Coordinate annotation records

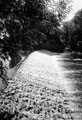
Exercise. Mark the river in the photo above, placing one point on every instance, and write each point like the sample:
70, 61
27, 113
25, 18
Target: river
48, 86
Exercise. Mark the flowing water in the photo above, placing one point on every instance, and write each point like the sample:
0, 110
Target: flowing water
47, 86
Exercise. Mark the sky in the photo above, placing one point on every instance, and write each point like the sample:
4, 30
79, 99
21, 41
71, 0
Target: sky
77, 5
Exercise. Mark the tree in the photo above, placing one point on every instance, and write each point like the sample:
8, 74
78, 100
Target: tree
23, 21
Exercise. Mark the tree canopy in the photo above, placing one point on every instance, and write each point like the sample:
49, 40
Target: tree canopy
30, 24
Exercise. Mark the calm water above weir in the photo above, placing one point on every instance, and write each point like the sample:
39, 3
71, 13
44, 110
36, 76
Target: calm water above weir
72, 71
48, 85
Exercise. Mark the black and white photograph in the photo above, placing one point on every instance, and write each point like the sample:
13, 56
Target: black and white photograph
40, 59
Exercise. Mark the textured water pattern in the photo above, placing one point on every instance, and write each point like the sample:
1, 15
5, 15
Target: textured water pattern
39, 91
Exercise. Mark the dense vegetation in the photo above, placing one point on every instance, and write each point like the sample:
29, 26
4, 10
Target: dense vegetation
72, 33
31, 25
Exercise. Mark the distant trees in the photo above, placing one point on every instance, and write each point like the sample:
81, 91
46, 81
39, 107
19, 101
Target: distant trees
30, 24
73, 32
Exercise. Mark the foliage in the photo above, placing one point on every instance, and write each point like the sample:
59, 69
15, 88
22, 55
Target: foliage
72, 32
29, 24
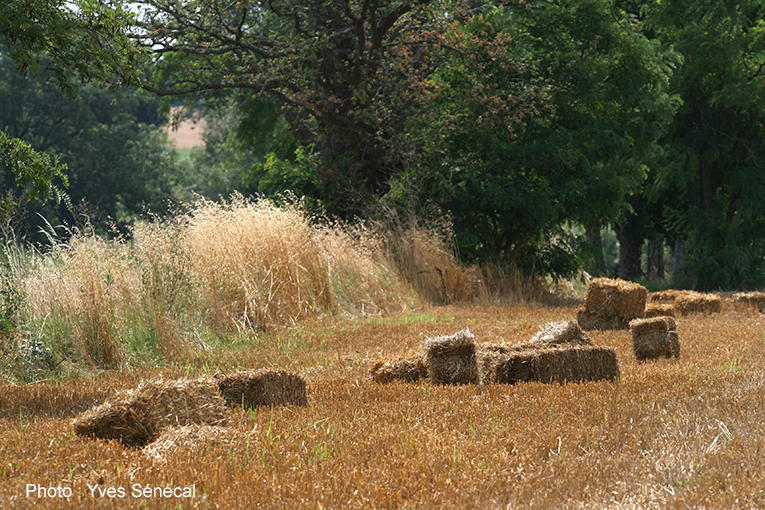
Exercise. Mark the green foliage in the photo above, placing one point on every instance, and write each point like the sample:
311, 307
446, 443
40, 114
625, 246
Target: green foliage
716, 143
110, 143
33, 169
554, 118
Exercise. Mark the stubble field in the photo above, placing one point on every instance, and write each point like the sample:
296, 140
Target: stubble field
684, 433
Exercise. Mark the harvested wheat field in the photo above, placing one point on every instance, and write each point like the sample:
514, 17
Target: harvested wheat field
667, 433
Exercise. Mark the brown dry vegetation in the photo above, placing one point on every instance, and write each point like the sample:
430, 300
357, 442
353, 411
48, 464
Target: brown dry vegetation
668, 434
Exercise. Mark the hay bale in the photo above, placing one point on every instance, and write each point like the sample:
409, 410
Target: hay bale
611, 303
664, 296
189, 440
575, 363
659, 310
266, 387
590, 321
655, 345
695, 302
755, 299
652, 324
612, 297
138, 416
559, 333
409, 368
654, 337
452, 359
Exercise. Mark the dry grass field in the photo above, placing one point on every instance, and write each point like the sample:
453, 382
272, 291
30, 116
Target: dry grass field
680, 433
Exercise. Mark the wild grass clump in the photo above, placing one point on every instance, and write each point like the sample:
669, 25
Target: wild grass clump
259, 265
425, 255
219, 270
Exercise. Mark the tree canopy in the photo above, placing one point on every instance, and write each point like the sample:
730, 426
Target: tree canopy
525, 122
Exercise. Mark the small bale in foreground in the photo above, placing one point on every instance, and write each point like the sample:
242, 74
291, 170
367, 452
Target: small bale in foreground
665, 296
611, 303
559, 333
136, 417
452, 359
189, 441
551, 365
408, 368
266, 387
659, 310
696, 302
590, 321
755, 299
654, 337
612, 297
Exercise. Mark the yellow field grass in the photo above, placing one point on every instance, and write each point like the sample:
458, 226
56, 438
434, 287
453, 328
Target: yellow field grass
685, 433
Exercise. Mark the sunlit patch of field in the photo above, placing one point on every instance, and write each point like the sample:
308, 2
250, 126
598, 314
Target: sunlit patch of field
669, 434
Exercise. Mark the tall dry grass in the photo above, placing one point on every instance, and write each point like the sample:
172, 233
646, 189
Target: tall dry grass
220, 269
184, 284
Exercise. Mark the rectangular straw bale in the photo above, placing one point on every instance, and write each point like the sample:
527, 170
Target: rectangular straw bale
189, 440
664, 296
137, 416
652, 324
266, 387
612, 297
559, 333
656, 344
409, 368
576, 364
695, 302
570, 364
452, 359
589, 321
755, 299
659, 310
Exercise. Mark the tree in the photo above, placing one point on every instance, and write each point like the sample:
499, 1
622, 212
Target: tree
344, 74
715, 165
114, 148
569, 109
75, 50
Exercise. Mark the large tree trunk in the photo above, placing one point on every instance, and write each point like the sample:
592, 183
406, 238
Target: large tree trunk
656, 258
630, 251
594, 239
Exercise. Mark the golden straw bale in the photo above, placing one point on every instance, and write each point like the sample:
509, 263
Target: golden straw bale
266, 387
696, 302
654, 337
452, 359
137, 416
658, 309
559, 333
755, 299
656, 344
589, 321
652, 324
410, 368
664, 296
612, 297
574, 363
189, 440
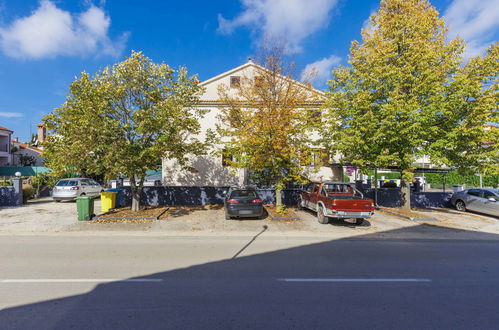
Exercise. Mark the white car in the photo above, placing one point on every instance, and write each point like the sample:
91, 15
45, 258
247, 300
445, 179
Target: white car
70, 189
478, 200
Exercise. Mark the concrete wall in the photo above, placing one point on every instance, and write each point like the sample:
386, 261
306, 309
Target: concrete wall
211, 195
200, 196
391, 197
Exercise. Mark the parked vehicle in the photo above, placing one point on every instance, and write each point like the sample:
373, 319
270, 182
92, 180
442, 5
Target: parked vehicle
243, 202
478, 200
69, 189
335, 200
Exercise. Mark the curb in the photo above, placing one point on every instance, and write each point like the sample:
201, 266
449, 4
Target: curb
406, 216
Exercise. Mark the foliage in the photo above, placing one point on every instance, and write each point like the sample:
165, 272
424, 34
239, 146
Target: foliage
467, 142
437, 179
27, 160
267, 120
124, 120
398, 98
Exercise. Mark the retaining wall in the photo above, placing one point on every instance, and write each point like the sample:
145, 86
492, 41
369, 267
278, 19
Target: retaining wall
170, 195
200, 195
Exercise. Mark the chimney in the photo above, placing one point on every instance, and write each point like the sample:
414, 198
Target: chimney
42, 133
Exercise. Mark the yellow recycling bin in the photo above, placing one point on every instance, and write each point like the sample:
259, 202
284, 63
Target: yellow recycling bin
108, 200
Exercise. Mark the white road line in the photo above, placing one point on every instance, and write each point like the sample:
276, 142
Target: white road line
354, 280
80, 280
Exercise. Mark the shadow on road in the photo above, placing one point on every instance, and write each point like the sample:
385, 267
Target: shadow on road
248, 291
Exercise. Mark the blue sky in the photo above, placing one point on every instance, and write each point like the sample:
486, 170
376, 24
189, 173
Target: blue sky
44, 44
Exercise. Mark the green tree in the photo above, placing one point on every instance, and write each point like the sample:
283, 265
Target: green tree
398, 99
267, 119
124, 120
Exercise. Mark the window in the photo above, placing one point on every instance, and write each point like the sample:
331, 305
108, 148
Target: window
235, 81
474, 192
259, 81
226, 158
314, 116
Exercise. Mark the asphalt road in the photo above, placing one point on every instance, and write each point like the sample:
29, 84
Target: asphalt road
69, 282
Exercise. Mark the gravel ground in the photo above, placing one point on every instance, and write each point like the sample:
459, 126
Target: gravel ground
44, 215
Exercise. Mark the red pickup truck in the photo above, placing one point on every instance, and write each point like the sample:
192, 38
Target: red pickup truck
335, 200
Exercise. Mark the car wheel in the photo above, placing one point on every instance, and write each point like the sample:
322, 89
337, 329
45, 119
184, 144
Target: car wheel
300, 204
321, 217
460, 206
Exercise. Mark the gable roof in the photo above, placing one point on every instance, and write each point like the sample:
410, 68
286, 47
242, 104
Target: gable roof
249, 64
5, 129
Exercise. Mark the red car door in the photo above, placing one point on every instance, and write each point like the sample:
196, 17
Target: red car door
313, 195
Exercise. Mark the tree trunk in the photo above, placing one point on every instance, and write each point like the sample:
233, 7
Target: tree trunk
278, 198
136, 192
405, 193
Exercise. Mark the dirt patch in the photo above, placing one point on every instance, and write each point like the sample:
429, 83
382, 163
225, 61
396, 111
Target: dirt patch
288, 215
413, 214
126, 214
178, 211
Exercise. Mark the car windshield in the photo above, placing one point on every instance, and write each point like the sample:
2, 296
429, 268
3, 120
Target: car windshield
243, 193
66, 183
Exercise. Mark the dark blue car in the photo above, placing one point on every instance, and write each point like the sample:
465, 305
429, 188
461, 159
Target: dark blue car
243, 203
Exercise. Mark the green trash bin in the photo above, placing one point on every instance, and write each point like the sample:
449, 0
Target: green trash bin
85, 207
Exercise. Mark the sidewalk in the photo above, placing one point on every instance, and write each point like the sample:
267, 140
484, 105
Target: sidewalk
46, 217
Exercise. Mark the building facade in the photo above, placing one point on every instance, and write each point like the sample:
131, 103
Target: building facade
212, 170
5, 142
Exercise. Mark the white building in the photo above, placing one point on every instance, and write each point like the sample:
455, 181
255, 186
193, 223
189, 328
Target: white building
5, 141
210, 170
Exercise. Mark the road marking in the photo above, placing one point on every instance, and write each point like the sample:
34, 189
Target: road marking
354, 280
80, 280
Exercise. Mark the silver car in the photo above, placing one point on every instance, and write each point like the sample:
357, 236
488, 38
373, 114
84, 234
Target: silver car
69, 189
478, 200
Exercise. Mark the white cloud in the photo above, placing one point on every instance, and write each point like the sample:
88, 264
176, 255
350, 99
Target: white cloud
11, 114
322, 68
476, 21
291, 19
49, 32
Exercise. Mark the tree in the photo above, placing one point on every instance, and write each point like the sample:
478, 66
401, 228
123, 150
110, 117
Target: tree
397, 100
266, 120
124, 120
469, 140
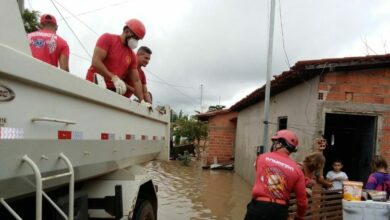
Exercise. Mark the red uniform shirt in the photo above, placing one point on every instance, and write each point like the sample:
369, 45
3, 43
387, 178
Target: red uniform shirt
142, 77
276, 176
119, 60
47, 46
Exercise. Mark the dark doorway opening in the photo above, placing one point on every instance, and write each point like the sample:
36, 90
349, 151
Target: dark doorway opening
351, 138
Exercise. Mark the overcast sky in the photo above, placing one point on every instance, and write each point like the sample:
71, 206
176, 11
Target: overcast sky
222, 44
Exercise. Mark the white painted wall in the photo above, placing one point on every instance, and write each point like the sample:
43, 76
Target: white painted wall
299, 104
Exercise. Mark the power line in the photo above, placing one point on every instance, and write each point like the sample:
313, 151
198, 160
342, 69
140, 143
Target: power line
99, 9
82, 22
196, 101
178, 86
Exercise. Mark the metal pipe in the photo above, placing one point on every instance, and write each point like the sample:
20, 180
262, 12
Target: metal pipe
56, 176
55, 205
67, 122
71, 185
13, 213
38, 187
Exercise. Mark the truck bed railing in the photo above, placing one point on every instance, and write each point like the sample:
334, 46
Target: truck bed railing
39, 193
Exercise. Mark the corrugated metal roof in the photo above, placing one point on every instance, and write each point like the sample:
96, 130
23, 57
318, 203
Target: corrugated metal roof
307, 69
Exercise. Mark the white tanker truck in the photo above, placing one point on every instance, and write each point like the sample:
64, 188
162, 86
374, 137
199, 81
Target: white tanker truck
68, 148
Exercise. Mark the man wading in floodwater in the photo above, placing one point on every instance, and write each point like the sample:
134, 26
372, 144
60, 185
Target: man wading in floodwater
277, 175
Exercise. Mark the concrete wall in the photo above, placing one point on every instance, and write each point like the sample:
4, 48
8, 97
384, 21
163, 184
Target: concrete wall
362, 92
295, 103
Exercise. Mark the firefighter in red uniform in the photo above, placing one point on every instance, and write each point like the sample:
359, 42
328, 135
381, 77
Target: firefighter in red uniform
277, 175
115, 60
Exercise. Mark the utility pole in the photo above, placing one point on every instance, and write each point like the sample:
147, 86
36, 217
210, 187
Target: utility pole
268, 77
201, 98
21, 5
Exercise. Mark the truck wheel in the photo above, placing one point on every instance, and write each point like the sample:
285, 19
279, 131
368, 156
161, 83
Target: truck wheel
145, 211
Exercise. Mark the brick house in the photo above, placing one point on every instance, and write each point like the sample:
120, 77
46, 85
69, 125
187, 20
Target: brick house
345, 99
221, 135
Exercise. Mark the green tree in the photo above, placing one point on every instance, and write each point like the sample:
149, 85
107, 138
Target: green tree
30, 20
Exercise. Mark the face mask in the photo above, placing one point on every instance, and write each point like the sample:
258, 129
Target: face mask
132, 43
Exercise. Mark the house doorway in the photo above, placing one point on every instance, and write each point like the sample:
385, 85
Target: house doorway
351, 138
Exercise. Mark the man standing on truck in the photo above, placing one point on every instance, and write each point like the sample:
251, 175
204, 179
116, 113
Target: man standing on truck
277, 175
143, 56
115, 60
47, 46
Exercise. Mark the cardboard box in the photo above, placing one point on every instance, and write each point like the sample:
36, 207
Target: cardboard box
352, 190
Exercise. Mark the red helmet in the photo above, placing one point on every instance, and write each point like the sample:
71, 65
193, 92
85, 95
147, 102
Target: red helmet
289, 136
46, 18
137, 27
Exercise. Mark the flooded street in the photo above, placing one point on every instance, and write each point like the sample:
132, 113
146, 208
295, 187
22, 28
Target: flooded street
189, 192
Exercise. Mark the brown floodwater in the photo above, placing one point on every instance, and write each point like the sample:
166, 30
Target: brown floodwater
189, 192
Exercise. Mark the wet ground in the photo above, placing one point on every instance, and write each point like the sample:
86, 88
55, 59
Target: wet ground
193, 193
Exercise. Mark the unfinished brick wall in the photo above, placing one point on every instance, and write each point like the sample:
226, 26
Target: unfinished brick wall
361, 86
221, 136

CHALLENGE
Repeat exactly the lines from the line containing "Exercise. Mark the flooded" through the last line of the records above, including both, and nothing else.

REPLY
Exercise. Mark the flooded street in the photo above, placing one point on every instance, and write each point like the sample:
132, 113
146, 208
295, 187
22, 28
Target: flooded street
189, 192
Exercise. Mark the brown floodwater in the photo above, placing one point on every instance, and write each point like the sample:
166, 30
Target: brown floodwater
189, 192
Exercise. Mark the wet ground in the photo above, placing one point on every instance, and write each point like the sample:
86, 88
55, 59
Target: wet ground
193, 193
Exercise. Mark the unfinished brick wall in the photo above, placing one point on every instance, and write each point like the sample:
226, 26
Target: unfinished brick wall
361, 86
221, 136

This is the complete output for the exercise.